◆ **GIVEN TEXT**:
···

# New to scrolling



## MrRon (Jul 9, 2009)

I have all the tools in my shop except a scroll saw. So I went and bought a Wen scroll saw. It is a clone for many other scroll saws including HF. Overall, I like the saw, but one thing bothers me and I don't know if it is typical of all scroll saws. I was sawing some 1/2" wood and I have a hard time holding the wood down to the table. I removed the hold down foot so I could get a better view of the cut line. Even with the hold down installed, the wood still bounces up and down. Is this common of all scroll saws? At low speed, the work doesn't bounce around as much as at high speed. Is there a technique to scroll sawing I'm not aware of? With the type of projects I do (large scale train models), a scroll saw is a very useful tool.


----------



## wichman3 (Sep 12, 2016)

You probably have the blade installed upside down. Try again after flipping the blade.


----------



## Redoak49 (Dec 15, 2012)

A typical newbie problem is choosing the right blade and installing it properly.

You might tell us what blade you are using.


----------



## ibewjon (Oct 2, 2010)

Some blades cut on the down stroke, and some on both up and down.


----------



## JRsgarage (Jan 2, 2017)

I think it is kind of normal to some degree. If the blade is properly installed, I'd check the tension. And just practice…remember like a jig saw, let the blade do the cutting.

Those saws seem to have decent reviews as most Wen tools.


----------



## PaulDoug (Sep 26, 2013)

···

◆ **STATED GOAL A**: In the rows, from the first line through the line with "Each instance of the mossy", replace "outline" with "trace" and write those lines out again with nothing else changed.
The forum thread and the rows have nothing to do with each other.

◆ **EXCERPTED DATA**:
···

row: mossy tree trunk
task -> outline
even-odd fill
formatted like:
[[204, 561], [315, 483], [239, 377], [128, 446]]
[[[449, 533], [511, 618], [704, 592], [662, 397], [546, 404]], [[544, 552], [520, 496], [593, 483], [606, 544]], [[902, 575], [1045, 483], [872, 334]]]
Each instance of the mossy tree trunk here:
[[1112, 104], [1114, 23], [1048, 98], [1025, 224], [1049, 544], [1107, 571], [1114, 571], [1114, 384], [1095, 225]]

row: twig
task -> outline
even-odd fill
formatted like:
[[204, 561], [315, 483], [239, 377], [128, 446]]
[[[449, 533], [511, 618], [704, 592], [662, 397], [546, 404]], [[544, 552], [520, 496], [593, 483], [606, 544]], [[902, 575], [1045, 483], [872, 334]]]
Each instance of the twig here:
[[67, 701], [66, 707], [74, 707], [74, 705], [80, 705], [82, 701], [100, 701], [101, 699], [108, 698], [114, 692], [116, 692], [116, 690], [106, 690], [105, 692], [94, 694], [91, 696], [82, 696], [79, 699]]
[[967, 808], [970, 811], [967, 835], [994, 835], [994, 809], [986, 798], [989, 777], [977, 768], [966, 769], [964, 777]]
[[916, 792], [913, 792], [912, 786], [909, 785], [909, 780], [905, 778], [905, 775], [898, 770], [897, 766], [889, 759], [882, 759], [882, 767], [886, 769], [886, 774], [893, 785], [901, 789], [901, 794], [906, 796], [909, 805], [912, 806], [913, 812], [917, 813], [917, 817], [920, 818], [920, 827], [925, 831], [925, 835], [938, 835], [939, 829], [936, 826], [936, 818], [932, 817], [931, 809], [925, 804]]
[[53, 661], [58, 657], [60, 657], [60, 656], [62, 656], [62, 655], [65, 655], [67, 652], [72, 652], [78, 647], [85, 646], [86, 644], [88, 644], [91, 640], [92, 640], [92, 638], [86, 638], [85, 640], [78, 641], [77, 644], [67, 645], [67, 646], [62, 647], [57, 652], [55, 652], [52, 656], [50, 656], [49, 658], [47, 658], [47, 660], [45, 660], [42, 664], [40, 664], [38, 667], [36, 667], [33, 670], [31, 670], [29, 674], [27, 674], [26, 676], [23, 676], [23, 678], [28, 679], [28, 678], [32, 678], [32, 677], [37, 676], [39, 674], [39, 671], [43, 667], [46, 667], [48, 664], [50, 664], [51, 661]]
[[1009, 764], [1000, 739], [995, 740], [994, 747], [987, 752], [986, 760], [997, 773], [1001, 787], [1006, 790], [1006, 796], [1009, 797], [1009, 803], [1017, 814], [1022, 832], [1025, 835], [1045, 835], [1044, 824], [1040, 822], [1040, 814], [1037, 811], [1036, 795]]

···

◆ **STATED GOAL B**:
Answer these questions about the scroll saw thread:
(i) What brand of scroll saw did MrRon buy?
(ii) What does wichman3 think is probably wrong, and what fix is suggested?
(iii) According to ibewjon, on which strokes do blades cut?

◆ **TASK OUTPUT A**:
row: mossy tree trunk
task -> trace
even-odd fill
formatted like:
[[204, 561], [315, 483], [239, 377], [128, 446]]
[[[449, 533], [511, 618], [704, 592], [662, 397], [546, 404]], [[544, 552], [520, 496], [593, 483], [606, 544]], [[902, 575], [1045, 483], [872, 334]]]
Each instance of the mossy tree trunk here:

◆ **TASK OUTPUT B**:
(i) A Wen scroll saw.
(ii) The blade is probably installed upside down, so flip the blade and try again.
(iii) Some blades cut on the down stroke, and some cut on both the up and down strokes.